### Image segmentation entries

----------------------------------------

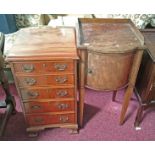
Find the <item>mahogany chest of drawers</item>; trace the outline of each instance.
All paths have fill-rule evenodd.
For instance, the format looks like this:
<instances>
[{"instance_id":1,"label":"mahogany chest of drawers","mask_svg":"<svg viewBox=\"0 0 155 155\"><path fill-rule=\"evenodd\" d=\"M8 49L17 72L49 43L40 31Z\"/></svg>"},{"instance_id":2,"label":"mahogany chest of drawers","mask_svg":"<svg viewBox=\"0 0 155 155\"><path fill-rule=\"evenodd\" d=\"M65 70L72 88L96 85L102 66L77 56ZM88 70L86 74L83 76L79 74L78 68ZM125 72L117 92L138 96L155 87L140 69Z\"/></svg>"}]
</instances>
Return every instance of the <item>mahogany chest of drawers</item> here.
<instances>
[{"instance_id":1,"label":"mahogany chest of drawers","mask_svg":"<svg viewBox=\"0 0 155 155\"><path fill-rule=\"evenodd\" d=\"M146 50L143 54L142 63L136 82L136 92L139 99L139 108L135 120L135 126L142 121L143 111L155 106L155 30L144 29Z\"/></svg>"},{"instance_id":2,"label":"mahogany chest of drawers","mask_svg":"<svg viewBox=\"0 0 155 155\"><path fill-rule=\"evenodd\" d=\"M77 132L75 38L73 28L26 28L9 52L30 134L50 127Z\"/></svg>"}]
</instances>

----------------------------------------

### Requirements
Convert the records above into a two-column CSV with the headers input and output, one row per record: each record's text goes in input and its answer in output, each as a single quoted field with line breaks turned into spaces. Leave the pictures out.

### Exercise result
input,output
"Find the <item>mahogany chest of drawers</item>; trace the outline of each instance. All paths have fill-rule evenodd. For instance, the format looks like this: <instances> [{""instance_id"":1,""label"":""mahogany chest of drawers"",""mask_svg"":""<svg viewBox=\""0 0 155 155\""><path fill-rule=\""evenodd\"" d=\""M8 49L17 72L49 43L40 31Z\""/></svg>""},{""instance_id"":2,""label"":""mahogany chest of drawers"",""mask_svg"":""<svg viewBox=\""0 0 155 155\""><path fill-rule=\""evenodd\"" d=\""M65 70L72 88L96 85L102 66L77 56ZM88 70L86 74L83 76L79 74L78 68ZM125 72L117 92L138 96L155 87L140 69Z\""/></svg>""}] </instances> Return every instance of the <item>mahogany chest of drawers</item> here.","<instances> [{""instance_id"":1,""label"":""mahogany chest of drawers"",""mask_svg"":""<svg viewBox=\""0 0 155 155\""><path fill-rule=\""evenodd\"" d=\""M146 50L143 54L142 63L136 82L136 92L139 99L139 108L135 120L135 126L142 121L143 111L155 106L155 30L144 29Z\""/></svg>""},{""instance_id"":2,""label"":""mahogany chest of drawers"",""mask_svg"":""<svg viewBox=\""0 0 155 155\""><path fill-rule=\""evenodd\"" d=\""M77 132L75 38L73 28L26 28L9 52L30 134L50 127Z\""/></svg>""}] </instances>"